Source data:
━━━━━━━━━━━━━━━━━━━━

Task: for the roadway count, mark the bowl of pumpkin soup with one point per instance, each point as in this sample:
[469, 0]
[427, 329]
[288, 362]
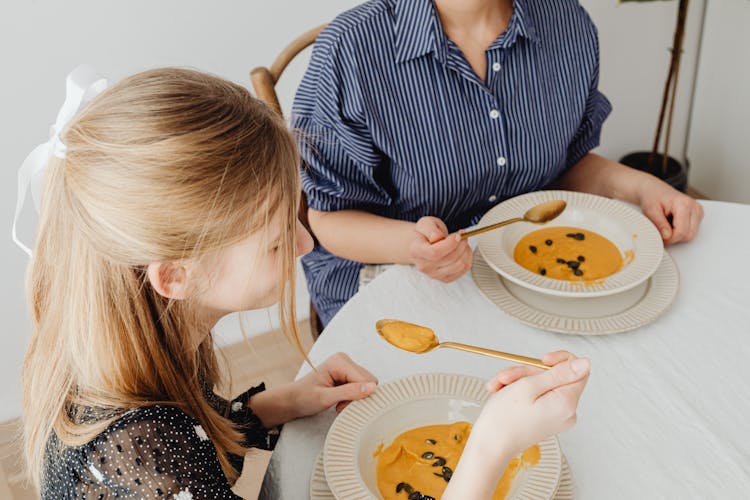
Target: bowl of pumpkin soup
[596, 247]
[405, 441]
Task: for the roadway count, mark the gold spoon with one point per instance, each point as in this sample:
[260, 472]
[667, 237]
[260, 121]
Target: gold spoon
[539, 214]
[420, 339]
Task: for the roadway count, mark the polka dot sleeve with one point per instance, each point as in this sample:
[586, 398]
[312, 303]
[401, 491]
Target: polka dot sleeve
[151, 452]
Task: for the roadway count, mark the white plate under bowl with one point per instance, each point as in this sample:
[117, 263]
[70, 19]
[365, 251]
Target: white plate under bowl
[404, 404]
[627, 228]
[319, 489]
[618, 313]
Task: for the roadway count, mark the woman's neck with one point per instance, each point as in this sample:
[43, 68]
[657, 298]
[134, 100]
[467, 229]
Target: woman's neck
[465, 16]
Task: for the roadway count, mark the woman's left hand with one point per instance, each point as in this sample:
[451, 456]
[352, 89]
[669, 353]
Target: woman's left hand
[660, 202]
[337, 381]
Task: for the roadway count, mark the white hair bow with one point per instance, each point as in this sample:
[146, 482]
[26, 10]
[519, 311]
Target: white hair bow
[82, 85]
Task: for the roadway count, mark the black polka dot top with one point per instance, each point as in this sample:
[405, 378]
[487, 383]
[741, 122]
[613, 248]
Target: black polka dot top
[152, 452]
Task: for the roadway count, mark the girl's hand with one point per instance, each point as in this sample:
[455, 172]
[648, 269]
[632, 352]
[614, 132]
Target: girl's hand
[438, 254]
[660, 201]
[337, 381]
[528, 405]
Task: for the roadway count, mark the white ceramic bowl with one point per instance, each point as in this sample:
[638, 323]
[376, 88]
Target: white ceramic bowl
[404, 404]
[626, 227]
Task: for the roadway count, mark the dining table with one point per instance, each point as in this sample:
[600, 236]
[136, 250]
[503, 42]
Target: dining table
[666, 411]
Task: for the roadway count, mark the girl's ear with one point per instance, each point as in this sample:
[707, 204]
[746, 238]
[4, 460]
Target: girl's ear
[169, 279]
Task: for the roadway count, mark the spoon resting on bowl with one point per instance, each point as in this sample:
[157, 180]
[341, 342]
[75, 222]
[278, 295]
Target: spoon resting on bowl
[420, 339]
[538, 214]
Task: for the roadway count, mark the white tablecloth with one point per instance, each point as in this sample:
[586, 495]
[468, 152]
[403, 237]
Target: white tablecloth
[666, 413]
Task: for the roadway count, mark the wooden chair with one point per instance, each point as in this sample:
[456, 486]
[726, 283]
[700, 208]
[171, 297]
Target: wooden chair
[264, 83]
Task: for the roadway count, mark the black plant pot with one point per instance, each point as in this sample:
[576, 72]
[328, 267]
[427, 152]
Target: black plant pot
[676, 171]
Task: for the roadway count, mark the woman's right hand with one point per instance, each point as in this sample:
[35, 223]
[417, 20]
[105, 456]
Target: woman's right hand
[527, 406]
[438, 254]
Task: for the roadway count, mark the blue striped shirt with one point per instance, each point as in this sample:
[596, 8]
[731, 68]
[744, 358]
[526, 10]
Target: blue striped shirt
[397, 123]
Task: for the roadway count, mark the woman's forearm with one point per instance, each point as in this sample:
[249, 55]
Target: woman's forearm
[363, 237]
[598, 175]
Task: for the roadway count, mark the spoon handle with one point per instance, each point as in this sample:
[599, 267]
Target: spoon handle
[496, 354]
[484, 229]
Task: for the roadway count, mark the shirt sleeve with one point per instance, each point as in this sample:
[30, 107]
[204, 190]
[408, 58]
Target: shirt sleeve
[597, 110]
[341, 164]
[162, 453]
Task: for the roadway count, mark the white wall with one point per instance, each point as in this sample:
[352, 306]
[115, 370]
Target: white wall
[42, 40]
[719, 149]
[634, 39]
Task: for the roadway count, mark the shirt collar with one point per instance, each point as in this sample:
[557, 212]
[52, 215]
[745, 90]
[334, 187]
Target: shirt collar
[418, 29]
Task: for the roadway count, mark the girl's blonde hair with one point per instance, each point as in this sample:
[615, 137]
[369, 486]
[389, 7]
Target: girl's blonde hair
[167, 164]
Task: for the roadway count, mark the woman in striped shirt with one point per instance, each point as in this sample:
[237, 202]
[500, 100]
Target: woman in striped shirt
[420, 115]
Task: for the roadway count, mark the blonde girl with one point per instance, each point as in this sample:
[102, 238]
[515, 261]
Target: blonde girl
[168, 202]
[173, 205]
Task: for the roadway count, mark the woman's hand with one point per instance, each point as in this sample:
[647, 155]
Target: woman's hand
[528, 405]
[438, 254]
[661, 202]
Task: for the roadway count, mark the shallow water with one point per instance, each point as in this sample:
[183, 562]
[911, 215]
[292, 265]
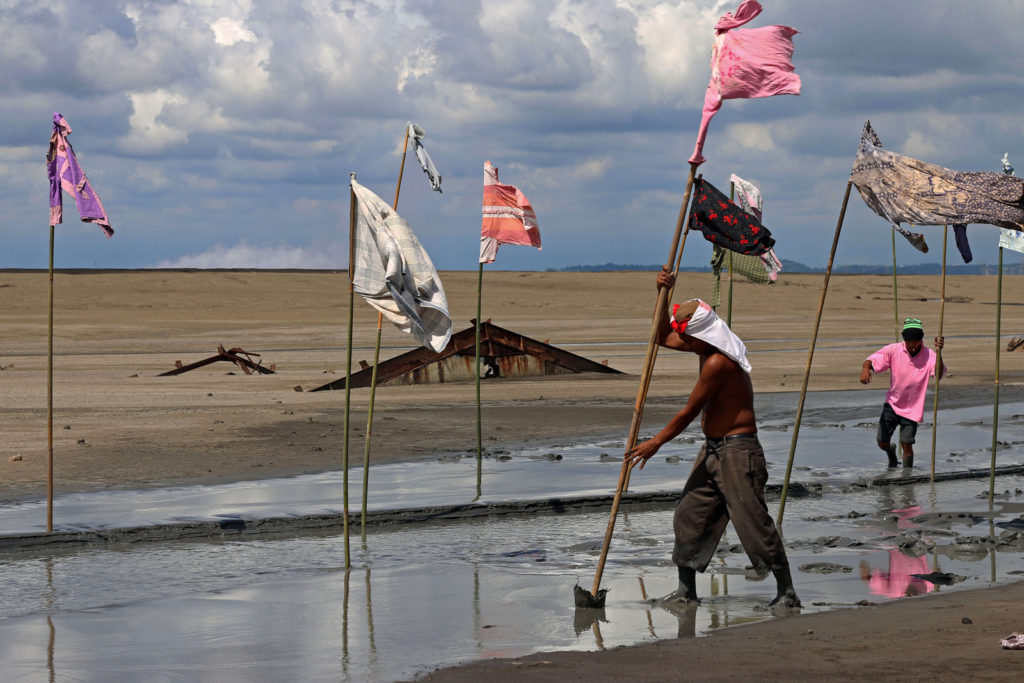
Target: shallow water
[424, 595]
[834, 451]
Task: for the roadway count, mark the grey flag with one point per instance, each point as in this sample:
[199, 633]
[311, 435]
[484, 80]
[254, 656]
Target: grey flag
[416, 134]
[394, 273]
[904, 189]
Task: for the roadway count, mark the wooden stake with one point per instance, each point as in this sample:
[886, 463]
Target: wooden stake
[373, 375]
[728, 319]
[348, 359]
[895, 290]
[663, 298]
[938, 353]
[810, 357]
[995, 400]
[49, 400]
[479, 429]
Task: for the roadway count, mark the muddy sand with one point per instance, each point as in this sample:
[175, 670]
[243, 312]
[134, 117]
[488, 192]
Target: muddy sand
[118, 425]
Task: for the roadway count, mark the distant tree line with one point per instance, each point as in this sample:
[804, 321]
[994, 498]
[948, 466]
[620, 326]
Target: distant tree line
[796, 266]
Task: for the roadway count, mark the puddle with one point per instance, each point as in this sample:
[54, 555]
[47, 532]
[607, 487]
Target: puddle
[425, 595]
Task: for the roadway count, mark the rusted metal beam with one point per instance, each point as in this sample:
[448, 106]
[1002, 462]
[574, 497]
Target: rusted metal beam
[513, 354]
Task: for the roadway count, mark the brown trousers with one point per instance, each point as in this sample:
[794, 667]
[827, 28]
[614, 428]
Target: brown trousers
[727, 482]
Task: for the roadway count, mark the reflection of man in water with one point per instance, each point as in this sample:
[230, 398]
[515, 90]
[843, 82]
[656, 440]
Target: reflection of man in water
[910, 365]
[898, 582]
[729, 475]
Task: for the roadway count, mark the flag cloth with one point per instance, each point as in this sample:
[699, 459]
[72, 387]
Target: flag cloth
[904, 189]
[747, 63]
[749, 199]
[67, 175]
[416, 134]
[508, 217]
[394, 274]
[725, 224]
[1012, 240]
[762, 269]
[695, 318]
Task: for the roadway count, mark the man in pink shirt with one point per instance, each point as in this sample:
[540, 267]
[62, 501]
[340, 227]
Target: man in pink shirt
[910, 366]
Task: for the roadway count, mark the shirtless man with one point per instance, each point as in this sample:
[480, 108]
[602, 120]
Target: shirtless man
[729, 475]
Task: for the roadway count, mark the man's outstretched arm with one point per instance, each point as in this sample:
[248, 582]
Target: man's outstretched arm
[713, 374]
[865, 372]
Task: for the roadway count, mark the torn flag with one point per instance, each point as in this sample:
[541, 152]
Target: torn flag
[747, 63]
[394, 274]
[725, 224]
[67, 175]
[416, 134]
[508, 217]
[904, 189]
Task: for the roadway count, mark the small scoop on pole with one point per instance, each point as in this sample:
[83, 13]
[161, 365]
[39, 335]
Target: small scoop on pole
[595, 598]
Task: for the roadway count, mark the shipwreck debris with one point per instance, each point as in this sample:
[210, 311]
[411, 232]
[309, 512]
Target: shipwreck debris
[503, 353]
[239, 356]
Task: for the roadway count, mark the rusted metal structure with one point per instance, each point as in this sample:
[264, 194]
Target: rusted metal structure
[503, 353]
[241, 357]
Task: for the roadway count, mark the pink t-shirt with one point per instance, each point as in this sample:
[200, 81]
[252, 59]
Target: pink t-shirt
[907, 378]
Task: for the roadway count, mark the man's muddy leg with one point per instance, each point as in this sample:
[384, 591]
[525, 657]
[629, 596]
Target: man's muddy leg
[786, 594]
[891, 452]
[907, 455]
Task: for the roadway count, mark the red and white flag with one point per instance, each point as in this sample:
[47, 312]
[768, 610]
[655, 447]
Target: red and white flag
[508, 217]
[745, 63]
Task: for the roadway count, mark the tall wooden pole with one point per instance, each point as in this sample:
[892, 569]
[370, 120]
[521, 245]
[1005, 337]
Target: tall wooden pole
[810, 357]
[995, 400]
[732, 196]
[663, 298]
[348, 358]
[373, 375]
[895, 290]
[49, 400]
[938, 352]
[479, 429]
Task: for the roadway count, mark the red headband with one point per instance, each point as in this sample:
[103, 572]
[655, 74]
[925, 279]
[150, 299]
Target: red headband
[680, 328]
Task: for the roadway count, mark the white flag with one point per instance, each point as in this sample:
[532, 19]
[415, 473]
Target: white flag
[394, 274]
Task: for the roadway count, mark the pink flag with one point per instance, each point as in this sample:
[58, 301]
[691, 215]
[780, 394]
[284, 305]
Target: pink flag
[745, 63]
[67, 175]
[508, 217]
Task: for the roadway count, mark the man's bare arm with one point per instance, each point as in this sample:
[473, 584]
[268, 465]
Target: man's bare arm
[713, 374]
[865, 372]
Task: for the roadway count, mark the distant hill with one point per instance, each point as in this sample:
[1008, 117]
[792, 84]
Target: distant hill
[796, 266]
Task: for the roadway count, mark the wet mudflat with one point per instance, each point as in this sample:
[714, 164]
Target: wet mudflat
[424, 595]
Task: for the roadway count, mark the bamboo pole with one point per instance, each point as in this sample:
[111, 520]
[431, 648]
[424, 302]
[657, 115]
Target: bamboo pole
[49, 399]
[938, 352]
[348, 359]
[373, 375]
[810, 357]
[995, 400]
[895, 290]
[728, 321]
[663, 298]
[479, 430]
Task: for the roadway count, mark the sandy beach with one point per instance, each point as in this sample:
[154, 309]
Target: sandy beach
[118, 425]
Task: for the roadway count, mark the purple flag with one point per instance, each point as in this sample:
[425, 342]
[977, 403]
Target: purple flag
[66, 174]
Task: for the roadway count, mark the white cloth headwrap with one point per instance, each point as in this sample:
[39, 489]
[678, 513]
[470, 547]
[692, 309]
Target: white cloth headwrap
[707, 326]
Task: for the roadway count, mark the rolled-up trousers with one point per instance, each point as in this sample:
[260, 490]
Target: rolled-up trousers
[727, 482]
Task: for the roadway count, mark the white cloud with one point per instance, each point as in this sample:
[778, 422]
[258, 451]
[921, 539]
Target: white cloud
[148, 132]
[228, 32]
[244, 255]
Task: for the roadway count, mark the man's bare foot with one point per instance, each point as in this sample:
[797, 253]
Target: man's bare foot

━━━━━━━━━━━━━━━━━━━━

» **Exercise details**
Among the entries above, identify all lines with "foot" and copy them.

» **Output for this exercise**
Task: for the roadway count, mark the man's bare foot with one point per instance, each point as in this sample:
Target: man's bare foot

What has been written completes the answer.